- Work task 1: Decide whether each statement agrees with the stair rod text, answering yes or no and quoting the words that settle it: (a) Stair rods today serve mainly a decorative purpose. (b) The brackets are mounted on top of the carpet runner. (c) The bar of a stair rod can be hollow.
- Work task 2:
Answer these questions from the stair rod text:
(a) By what other name is a stair rod commonly known?
(b) What causes the dimples in the carpet runner that stair rods hide?
(c) Where can a decorative finial end be placed?

- Passage shown:
[Start of Attachment]
A stair rod, also commonly referred to as a carpet rod, is an ornamental decorative hardware item used to hold carpeting in place on steps. (Such long but narrow strips of carpeting are known as carpet runners or stair runners or stair carpet). Traditionally, stair rods were used to hold a carpet runner in place on stairs, but with superior carpet installation techniques and more rigid safety standards today, stair rods serve primarily a decorative purpose. Stair rods are however still an integral part of many installation techniques. They hide dimples in the carpet runner caused by installation staples or nail heads and they are also often required to conceal a pattern mismatch when the carpet runner is cut during installation at each step where the tread meets the riser.

Stair rods consists of a long bar, either solid core or tube (hollow core), and brackets used to hold the bar in place. The brackets are installed on either side the carpet runner directly on the wood of the step. The brackets hold the bar that lies across the carpet runner firmly in place. A decorative finial end is commonly attached or integrated into the ends of the bar or attached to the outside of the brackets to give a more decorative and less industrial look.
[End of Attachment]
- Items from a data source:
[Start of Attachment]
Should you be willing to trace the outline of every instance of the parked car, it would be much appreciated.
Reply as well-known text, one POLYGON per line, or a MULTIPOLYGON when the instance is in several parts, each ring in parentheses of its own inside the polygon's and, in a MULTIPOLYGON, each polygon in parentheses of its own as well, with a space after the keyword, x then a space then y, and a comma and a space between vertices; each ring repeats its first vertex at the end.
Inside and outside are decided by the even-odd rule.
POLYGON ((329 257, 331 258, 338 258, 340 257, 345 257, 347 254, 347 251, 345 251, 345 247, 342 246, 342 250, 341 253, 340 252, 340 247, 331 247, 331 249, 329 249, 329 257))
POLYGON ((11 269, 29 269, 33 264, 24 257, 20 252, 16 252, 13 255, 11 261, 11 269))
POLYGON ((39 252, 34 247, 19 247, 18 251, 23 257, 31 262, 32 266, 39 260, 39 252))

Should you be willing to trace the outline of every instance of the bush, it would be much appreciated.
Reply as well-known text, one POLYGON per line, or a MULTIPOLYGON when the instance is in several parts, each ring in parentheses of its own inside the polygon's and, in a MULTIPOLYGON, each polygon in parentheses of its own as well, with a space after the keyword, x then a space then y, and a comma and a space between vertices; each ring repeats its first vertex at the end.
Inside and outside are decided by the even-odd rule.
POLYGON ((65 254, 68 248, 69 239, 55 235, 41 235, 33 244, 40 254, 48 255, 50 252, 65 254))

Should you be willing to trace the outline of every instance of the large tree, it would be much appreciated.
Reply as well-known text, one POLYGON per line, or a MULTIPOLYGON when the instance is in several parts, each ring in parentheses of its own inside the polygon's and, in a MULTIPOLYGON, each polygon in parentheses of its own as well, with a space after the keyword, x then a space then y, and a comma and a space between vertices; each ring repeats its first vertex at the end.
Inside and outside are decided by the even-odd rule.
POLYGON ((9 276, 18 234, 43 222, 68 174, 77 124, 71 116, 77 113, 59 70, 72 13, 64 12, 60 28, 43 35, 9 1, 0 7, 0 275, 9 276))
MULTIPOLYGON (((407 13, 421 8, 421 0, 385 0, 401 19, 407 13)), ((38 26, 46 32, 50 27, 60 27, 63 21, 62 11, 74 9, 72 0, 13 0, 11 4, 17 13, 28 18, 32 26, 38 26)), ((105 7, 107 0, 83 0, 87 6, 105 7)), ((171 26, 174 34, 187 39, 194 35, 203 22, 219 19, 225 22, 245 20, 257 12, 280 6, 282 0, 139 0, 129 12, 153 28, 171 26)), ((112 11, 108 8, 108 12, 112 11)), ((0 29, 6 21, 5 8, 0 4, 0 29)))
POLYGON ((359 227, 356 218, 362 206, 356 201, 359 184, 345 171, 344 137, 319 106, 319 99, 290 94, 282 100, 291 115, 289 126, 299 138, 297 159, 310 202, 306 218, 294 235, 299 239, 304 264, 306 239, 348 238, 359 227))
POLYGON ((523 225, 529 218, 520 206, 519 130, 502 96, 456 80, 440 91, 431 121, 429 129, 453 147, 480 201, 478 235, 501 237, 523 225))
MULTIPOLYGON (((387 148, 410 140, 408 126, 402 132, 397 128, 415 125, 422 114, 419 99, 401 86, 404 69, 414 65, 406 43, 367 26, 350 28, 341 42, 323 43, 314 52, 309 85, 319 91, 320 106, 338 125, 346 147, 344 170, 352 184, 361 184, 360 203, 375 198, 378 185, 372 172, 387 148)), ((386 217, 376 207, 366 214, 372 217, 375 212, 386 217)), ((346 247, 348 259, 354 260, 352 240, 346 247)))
[End of Attachment]
- Task solution 1:
(a) Yes: "stair rods serve primarily a decorative purpose"
(b) No: "The brackets are installed on either side the carpet runner directly on the wood of the step."
(c) Yes: "either solid core or tube (hollow core)"

- Task solution 2:
(a) A carpet rod.
(b) Installation staples or nail heads.
(c) It can be attached to or integrated into the ends of the bar, or attached to the outside of the brackets.